(Extract)
In addition to social science, qualitative knowledge in natural science can be integrated into machine learning as well. For example, physical theories could guide humans to create knowledge-induced features for Higgs boson discovery (Adam-Bourdarios et al., 2015). Another strategy is to transfer language-based qualitative knowledge into numerical information. In computational molecular design (Ikebata et al., 2017), a molecule is encoded into a string including information such as element types, bond types, and branching components. The string is further processed by NLP models. The final strategy is to use experts to guide the learning process to identify a potential search direction. For instance, in cellular image annotation (Kromp et al., 2016), expert knowledge progressively improves the model through an online multi-level learning.
Concretely Formatted Knowledge
Although qualitative knowledge is relatively loose in both social and natural science, there are some formalized ways to represent it. For example, logic rules are often used to show simple relationships, such as implication (A → B), equivalence (A ↔ B), conjunction (A ∧ B), disjunction (A ∨ B), and so on. The simple binary relationship can be extended to include more entities by parenthesis association. It can be defined as a first order logic that each statement can be decomposed into a subject, a predicate, and their relationship. Logic rule–regularized machine learning models attract attention recently. For example, a “but” keyword in a sentence usually indicates that the clause after it dominates the overall sentiment. This first-order logic can be distilled into a neural network (Hu et al., 2016). In a material discovery framework called CombiFD, complex combinatorial prioris expressing whether the data points belong to the same cluster (Must-Link) or not (Cannot-Link) can be used as constraints in model training (Ermon et al., 2014).
Besides logic rules, invariance is another major format of qualitative knowledge which is not subject to change after transformation. An ideal strategy is to incorporate invariance in machine learning models, i.e., to build models invariant to input transformation, yet this is sometimes very difficult. Some details are shown in Section Symmetry of Convolutional Neural Networks. Besides models, one can leverage the invariant properties by preprocessing the input data. One way is to find a feature extraction method whose output is constant when the input is transformed within the symmetry space. For example, the Navier-Stokes equations obey the Galilean invariance. Consequently, seven tensors can be constructed from the velocity gradient components to form an invariant basis (Ling et al., 2016). The other way is to augment the input data based on invariance and feed the data to models (see Section Data Augmentation).
(End Extract)
(Data)
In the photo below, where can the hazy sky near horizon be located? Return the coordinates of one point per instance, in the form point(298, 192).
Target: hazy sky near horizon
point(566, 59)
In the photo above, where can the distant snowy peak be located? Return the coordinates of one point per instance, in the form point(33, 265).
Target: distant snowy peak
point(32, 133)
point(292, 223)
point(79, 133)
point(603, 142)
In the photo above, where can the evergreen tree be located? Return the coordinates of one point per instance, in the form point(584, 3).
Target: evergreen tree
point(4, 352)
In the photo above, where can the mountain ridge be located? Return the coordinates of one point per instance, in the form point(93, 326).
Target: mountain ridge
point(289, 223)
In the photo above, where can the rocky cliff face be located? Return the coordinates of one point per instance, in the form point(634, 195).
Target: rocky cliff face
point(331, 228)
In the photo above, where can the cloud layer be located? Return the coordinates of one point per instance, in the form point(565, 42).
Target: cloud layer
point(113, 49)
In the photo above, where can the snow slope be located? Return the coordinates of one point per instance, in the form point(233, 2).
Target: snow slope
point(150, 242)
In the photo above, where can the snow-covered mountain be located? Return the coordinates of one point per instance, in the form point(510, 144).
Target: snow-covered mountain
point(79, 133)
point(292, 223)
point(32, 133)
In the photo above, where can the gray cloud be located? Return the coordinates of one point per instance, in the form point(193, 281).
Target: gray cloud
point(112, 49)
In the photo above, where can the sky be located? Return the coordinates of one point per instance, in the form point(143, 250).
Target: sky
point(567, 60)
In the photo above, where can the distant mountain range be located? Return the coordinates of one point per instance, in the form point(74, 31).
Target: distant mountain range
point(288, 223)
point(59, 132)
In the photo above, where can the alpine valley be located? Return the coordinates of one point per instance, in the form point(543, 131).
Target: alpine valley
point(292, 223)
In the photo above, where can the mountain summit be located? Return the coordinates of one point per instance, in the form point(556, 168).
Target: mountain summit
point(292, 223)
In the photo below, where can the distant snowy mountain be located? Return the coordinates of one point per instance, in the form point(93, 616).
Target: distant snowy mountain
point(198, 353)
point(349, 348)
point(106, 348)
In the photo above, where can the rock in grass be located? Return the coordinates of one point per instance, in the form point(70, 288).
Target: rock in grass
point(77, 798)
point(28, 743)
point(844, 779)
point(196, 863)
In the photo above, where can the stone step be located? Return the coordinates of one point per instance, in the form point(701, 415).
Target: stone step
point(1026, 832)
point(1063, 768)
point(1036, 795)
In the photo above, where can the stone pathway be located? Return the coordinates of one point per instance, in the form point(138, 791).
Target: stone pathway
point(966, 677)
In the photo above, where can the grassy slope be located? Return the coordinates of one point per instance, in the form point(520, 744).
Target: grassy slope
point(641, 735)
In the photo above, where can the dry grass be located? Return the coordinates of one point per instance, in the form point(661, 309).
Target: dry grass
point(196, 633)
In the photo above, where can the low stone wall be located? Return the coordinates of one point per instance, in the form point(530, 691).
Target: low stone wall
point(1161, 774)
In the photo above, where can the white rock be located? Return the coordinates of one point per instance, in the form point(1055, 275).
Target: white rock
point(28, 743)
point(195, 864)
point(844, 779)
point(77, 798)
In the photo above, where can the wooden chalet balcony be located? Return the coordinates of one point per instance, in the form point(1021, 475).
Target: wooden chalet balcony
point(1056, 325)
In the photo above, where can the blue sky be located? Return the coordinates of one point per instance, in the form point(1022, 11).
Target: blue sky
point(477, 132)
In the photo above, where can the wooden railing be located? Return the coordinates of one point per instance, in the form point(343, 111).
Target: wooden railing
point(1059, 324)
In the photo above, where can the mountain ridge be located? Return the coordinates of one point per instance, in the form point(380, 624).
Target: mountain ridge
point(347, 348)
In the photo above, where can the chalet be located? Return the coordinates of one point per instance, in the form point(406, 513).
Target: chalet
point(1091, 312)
(End Data)
▶ What the task requires: According to the extract, which two kinds of constraints does the CombiFD framework use in model training? The rows are separate material and have no connection to the extract.

▶ Exercise output: Must-Link and Cannot-Link constraints, which express whether data points belong to the same cluster or not.